[Soal Singkat 1]
Jawablah pertanyaan berikut berdasarkan renungan di bawah.
(a) Pada hari dan tanggal berapa renungan itu dimuat?
(b) Perikop Alkitab mana yang dicantumkan di bawah judulnya?
(c) Menurut renungan itu, sifat mau tahu urusan orang lain sering dipengaruhi oleh apa?

[Teks Acuan]
((

Jumat, 03 Oktober 2014

TETAPI ENGKAU: IKUTLAH AKU

TETAPI ENGKAU: IKUTLAH AKU

Yohanes 21:18-23


Bapak/ Ibu yang kekasih
Mau tahu urusan orang lain! Sepertinya ini adalah bagian dari sifat manusia yang sering banyak dipengaruhi oleh rasa penasaran. Proses pembalajaran yang dilakukan oleh seseorang pertama kali memang salah satunya didorong oleh “rasa penasaran” ini. Ketika seorang anak ingin mengenal bermacam-macam benda yang ada disekitarnya, seringkali ia bertanya: “Apa ini? Apa itu? Mengapa begini? Mengapa begitu?

))

[Bahan yang Diberikan]
((

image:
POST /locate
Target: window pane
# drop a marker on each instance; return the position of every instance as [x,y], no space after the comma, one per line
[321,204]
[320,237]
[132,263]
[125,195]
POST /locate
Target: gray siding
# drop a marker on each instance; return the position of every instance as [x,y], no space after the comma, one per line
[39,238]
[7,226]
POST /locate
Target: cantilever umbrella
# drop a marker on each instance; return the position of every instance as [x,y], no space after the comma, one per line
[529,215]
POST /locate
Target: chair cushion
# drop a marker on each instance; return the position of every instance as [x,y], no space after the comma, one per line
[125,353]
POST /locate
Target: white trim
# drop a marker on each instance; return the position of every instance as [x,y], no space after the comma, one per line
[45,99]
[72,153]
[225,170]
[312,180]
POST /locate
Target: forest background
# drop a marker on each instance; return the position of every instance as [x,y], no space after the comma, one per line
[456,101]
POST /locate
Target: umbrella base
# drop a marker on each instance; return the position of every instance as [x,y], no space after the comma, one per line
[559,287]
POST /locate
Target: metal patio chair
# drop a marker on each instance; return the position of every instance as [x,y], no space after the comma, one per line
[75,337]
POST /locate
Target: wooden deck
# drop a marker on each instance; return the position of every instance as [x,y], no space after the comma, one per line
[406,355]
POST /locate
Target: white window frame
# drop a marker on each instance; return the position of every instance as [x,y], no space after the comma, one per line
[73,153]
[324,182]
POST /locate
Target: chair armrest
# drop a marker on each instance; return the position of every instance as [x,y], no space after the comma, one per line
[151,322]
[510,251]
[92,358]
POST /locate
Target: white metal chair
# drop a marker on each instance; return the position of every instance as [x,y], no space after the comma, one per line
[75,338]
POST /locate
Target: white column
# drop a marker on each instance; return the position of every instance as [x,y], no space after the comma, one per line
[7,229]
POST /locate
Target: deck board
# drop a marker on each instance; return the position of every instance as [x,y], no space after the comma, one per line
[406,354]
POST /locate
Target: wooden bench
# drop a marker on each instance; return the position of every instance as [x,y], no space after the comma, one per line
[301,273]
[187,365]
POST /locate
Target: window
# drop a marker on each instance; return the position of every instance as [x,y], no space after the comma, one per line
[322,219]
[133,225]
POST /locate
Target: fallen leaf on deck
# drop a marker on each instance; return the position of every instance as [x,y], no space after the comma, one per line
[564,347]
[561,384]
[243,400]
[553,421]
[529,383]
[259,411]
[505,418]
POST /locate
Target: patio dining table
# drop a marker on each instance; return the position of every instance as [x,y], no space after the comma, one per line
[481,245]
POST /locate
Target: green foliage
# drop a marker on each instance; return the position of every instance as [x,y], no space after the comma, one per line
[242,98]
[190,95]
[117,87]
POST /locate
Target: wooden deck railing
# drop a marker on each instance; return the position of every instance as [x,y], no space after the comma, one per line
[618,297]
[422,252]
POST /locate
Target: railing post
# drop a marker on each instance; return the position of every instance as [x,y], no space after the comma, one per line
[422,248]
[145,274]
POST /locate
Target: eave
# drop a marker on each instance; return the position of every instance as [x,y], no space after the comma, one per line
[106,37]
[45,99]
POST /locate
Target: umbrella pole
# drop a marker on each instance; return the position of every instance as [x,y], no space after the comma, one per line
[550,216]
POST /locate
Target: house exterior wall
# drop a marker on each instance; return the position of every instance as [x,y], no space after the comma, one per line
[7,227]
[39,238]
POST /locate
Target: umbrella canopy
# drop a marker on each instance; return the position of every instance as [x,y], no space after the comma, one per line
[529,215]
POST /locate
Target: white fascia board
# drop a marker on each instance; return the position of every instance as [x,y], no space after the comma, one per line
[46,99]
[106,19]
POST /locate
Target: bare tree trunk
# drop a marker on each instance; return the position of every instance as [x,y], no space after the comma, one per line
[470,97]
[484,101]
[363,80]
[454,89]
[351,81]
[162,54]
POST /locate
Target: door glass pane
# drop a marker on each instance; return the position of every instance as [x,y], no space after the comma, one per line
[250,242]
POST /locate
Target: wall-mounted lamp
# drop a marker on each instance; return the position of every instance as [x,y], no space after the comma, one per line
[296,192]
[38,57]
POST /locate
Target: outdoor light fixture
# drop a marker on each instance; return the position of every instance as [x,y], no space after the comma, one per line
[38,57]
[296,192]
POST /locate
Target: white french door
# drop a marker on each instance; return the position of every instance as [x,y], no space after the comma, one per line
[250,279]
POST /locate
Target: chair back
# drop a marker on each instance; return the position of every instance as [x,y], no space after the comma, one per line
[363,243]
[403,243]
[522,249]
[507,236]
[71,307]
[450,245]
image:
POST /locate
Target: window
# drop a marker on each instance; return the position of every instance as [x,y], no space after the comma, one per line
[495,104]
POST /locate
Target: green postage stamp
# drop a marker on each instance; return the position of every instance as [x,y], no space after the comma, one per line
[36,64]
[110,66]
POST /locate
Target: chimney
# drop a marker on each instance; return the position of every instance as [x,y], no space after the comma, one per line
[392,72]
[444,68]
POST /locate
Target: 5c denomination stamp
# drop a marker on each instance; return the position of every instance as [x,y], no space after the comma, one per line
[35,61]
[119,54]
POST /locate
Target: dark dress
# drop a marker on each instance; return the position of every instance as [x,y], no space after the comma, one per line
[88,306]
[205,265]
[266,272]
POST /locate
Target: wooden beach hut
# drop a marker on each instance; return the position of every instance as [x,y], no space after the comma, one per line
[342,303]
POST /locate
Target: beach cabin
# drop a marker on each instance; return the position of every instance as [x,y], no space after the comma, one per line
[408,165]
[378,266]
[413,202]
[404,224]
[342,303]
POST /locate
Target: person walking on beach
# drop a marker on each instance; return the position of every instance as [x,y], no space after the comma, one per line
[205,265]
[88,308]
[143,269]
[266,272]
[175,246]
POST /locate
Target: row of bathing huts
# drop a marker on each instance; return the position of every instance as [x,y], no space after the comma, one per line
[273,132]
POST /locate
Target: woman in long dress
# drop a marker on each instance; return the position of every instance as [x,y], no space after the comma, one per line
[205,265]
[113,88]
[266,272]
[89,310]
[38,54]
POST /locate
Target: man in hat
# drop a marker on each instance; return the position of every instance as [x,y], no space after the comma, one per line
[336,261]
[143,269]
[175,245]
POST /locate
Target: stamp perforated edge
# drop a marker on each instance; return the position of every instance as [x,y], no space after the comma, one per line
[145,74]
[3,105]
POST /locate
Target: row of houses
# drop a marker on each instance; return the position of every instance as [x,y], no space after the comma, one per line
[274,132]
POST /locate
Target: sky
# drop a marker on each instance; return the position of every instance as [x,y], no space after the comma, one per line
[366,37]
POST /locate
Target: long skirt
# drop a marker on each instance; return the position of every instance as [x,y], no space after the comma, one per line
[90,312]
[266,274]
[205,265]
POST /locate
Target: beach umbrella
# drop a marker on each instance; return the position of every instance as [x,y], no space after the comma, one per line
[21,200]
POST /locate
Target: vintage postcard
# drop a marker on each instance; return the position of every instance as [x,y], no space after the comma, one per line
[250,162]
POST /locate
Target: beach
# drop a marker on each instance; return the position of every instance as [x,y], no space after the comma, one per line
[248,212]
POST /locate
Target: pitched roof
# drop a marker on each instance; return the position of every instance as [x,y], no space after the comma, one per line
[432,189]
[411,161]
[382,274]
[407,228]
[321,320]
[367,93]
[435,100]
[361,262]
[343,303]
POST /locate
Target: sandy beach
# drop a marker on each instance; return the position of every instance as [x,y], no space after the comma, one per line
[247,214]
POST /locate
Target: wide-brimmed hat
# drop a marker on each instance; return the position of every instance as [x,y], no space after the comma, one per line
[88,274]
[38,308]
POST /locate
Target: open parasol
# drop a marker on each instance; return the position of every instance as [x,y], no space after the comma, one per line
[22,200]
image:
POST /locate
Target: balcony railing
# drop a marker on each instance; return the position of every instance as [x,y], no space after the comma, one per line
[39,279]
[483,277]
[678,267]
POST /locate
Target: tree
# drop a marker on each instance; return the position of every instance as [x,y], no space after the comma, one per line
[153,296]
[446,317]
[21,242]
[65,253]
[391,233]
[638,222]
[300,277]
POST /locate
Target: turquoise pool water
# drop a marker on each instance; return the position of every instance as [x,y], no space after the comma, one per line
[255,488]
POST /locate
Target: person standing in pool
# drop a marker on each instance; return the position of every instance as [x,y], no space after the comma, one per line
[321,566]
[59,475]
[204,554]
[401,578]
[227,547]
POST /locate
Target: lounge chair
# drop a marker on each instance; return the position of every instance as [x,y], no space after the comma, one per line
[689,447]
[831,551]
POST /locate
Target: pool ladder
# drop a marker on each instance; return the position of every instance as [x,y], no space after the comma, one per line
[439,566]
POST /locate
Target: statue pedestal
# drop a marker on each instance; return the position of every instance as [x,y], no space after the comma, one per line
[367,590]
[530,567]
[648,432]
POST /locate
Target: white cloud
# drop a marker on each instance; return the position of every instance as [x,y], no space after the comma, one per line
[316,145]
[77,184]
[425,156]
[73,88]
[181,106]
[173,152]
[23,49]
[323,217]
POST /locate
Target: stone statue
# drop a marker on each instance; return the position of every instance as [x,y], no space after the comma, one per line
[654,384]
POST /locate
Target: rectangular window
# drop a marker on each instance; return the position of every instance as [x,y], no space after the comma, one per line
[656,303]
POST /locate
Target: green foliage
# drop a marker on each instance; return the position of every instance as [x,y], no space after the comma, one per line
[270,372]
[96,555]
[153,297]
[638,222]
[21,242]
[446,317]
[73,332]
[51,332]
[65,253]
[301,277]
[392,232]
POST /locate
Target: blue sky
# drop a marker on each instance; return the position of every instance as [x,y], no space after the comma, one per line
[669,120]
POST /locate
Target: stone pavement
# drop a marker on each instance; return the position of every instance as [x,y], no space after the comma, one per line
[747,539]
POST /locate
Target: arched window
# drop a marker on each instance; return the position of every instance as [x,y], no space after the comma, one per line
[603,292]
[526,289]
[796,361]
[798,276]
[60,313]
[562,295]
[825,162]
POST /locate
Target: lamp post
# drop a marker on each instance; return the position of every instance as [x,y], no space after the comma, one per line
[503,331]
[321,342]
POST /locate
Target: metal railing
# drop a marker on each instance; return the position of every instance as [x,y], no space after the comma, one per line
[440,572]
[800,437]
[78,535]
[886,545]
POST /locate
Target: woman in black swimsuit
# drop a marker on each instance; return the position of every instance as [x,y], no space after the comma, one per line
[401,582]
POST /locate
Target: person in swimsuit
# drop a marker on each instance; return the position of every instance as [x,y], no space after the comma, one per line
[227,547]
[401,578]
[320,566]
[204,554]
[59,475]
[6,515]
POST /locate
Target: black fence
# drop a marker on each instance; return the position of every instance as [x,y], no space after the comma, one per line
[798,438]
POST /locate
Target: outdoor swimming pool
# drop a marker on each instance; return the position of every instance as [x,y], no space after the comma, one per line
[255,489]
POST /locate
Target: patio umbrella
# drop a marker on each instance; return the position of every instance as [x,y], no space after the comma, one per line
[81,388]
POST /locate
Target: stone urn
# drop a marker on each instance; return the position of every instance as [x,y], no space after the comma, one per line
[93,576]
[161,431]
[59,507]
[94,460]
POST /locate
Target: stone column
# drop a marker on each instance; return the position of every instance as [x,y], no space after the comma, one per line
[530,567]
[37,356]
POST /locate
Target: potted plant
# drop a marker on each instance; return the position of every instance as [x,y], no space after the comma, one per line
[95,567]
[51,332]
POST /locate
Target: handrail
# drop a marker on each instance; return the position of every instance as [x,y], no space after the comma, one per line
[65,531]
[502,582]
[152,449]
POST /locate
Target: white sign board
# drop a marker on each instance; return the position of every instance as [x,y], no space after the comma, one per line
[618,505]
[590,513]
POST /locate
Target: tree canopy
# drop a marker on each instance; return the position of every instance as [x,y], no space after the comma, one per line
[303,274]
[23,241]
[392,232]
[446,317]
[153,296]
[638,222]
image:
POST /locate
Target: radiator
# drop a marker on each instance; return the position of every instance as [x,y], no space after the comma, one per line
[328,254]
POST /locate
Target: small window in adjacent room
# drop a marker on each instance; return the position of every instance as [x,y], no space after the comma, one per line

))

[Soal Singkat 2] Tuliskan setiap baris daftar di atas yang memuat kata "deck", dengan membedakan huruf besar dan kecil.

[Penyelesaian 1]
(a) Jumat, 03 Oktober 2014
(b) Yohanes 21:18-23
(c) Rasa penasaran

[Penyelesaian 2]
Target: wooden deck
Target: deck board
Target: fallen leaf on deck
Target: wooden deck railing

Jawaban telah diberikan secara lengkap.